#### Given data:
━━━━━━

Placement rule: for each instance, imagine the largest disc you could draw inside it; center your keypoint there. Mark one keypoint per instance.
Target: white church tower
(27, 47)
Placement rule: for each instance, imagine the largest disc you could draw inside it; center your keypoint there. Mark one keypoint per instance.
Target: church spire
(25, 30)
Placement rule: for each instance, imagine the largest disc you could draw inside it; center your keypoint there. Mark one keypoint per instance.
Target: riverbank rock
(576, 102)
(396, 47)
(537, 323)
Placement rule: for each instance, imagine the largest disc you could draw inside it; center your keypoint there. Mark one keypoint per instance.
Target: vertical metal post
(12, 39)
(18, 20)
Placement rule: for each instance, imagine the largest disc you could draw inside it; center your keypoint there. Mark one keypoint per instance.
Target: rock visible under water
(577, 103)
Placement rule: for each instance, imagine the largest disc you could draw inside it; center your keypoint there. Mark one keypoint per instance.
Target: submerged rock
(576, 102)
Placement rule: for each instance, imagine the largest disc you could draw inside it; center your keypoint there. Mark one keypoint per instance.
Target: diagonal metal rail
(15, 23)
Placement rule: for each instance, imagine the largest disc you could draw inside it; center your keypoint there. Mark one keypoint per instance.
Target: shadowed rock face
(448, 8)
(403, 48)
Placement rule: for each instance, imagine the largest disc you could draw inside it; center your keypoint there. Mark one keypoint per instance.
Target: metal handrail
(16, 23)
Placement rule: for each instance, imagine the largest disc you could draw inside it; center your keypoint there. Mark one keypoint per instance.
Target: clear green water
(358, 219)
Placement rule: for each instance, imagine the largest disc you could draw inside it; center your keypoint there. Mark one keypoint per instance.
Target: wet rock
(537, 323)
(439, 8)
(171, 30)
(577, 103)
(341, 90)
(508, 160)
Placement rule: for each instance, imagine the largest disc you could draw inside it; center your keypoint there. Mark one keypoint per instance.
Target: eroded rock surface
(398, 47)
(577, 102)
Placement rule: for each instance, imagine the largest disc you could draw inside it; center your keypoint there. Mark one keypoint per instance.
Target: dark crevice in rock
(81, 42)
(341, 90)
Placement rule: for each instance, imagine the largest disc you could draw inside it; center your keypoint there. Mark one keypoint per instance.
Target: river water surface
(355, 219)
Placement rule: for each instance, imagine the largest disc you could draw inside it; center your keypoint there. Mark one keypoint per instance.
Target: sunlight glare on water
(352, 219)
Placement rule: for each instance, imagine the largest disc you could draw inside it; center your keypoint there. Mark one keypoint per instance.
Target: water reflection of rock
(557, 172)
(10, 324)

━━━━━━

#### To do:
Pick out every line in the rows above that contains the word "church", treating uppercase and lowercase as distinct, and copy each of those lines.

#### Task result:
Target: white church tower
Target: church spire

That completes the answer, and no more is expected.